> **Task objective**: Rewrite the material below, changing every "set a pin" to "place a marker" and leaving the rest untouched.

[START Provided entries]

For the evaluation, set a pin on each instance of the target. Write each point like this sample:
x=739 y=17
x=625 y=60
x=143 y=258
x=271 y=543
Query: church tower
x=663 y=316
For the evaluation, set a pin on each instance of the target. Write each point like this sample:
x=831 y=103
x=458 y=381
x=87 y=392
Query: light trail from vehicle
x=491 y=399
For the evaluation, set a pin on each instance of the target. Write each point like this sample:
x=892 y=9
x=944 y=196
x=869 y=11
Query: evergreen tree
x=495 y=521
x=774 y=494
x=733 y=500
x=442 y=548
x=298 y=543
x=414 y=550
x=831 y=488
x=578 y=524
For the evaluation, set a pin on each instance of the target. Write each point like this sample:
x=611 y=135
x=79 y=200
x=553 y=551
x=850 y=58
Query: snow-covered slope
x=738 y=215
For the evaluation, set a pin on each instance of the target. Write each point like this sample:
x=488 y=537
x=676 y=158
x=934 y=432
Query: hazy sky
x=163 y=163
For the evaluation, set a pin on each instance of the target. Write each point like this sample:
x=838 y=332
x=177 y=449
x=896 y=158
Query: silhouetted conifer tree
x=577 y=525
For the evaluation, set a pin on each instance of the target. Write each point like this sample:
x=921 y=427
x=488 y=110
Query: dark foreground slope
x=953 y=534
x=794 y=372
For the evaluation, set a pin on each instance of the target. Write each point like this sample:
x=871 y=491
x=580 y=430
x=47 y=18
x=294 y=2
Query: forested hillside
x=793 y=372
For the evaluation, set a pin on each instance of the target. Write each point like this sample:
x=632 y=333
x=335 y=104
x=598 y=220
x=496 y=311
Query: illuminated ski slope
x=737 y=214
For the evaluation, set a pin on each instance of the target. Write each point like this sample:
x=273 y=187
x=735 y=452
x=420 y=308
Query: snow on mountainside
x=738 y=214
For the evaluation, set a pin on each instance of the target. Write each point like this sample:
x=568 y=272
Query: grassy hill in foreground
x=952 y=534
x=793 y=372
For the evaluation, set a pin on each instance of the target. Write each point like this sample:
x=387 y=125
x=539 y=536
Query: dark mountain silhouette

[END Provided entries]

> **Result of this task**:
For the evaluation, place a marker on each instance of the target. Write each point like this sample:
x=739 y=17
x=625 y=60
x=143 y=258
x=271 y=543
Query: church tower
x=663 y=316
For the evaluation, place a marker on each instance of the target. Write each point like this sample:
x=831 y=103
x=458 y=381
x=87 y=392
Query: light trail from vehicle
x=491 y=399
For the evaluation, place a marker on each instance of the target. Write each point like this sample:
x=892 y=9
x=944 y=196
x=869 y=11
Query: evergreen tree
x=495 y=521
x=774 y=494
x=733 y=500
x=442 y=548
x=298 y=543
x=414 y=550
x=831 y=488
x=578 y=524
For the evaluation, place a marker on each instance of the target. Write each point like this sample:
x=611 y=135
x=79 y=200
x=553 y=551
x=850 y=58
Query: snow-covered slope
x=738 y=215
For the evaluation, place a marker on each instance of the target. Write each point like this sample:
x=488 y=537
x=676 y=158
x=934 y=432
Query: hazy sky
x=163 y=163
For the evaluation, place a marker on each instance of the target. Write each point like this sample:
x=838 y=332
x=177 y=449
x=896 y=158
Query: silhouetted conifer tree
x=577 y=525
For the evaluation, place a marker on each instance of the target. Write each point like this sample:
x=921 y=427
x=488 y=110
Query: dark foreground slope
x=953 y=534
x=794 y=372
For the evaluation, place a marker on each instance of the target. Write each point like this sample:
x=871 y=491
x=580 y=430
x=47 y=18
x=294 y=2
Query: forested hillside
x=793 y=372
For the evaluation, place a marker on each instance of the target. Write each point like this sample:
x=632 y=333
x=335 y=104
x=598 y=220
x=496 y=311
Query: illuminated ski slope
x=737 y=214
For the evaluation, place a marker on each instance of the target. Write each point like this sample:
x=273 y=187
x=735 y=452
x=420 y=308
Query: snow on mountainside
x=738 y=214
For the evaluation, place a marker on each instance of the target. Write each point like this sample:
x=568 y=272
Query: grassy hill in foreground
x=952 y=534
x=793 y=372
For the evaluation, place a marker on each instance of the target. Write each point like this sample:
x=387 y=125
x=539 y=536
Query: dark mountain silhouette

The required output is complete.